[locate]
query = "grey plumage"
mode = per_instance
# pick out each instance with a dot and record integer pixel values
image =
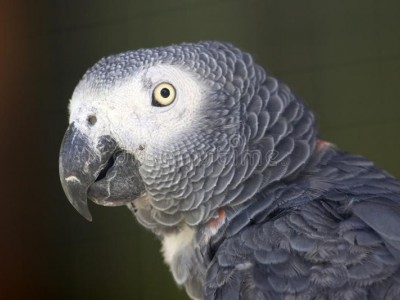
(276, 213)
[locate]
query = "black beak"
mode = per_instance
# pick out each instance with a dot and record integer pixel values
(80, 164)
(101, 172)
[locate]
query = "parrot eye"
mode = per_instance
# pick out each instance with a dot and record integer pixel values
(163, 95)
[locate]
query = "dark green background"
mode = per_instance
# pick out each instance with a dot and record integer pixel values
(341, 57)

◆ ◆ ◆ ◆ ◆ ◆ ◆

Write out all the rows above again, swapping "dot" for "marker" wherever it appears and changing nothing else. Leave the pictures out.

■ COMPLETE ANSWER:
[locate]
query = "grey plumage"
mode = per_instance
# pick out each instance with a marker and record integer pixel values
image =
(276, 213)
[locate]
query = "black beak"
mode = per_instance
# pick out each instance with a marker and record integer pixel values
(80, 164)
(101, 172)
[locate]
query = "parrot eye"
mode = per_instance
# pick out each instance with a marker and record integer pixel values
(163, 95)
[locate]
query = "dark green background"
mode = per_instance
# pick out each instance with a marker and record integer pixel values
(341, 57)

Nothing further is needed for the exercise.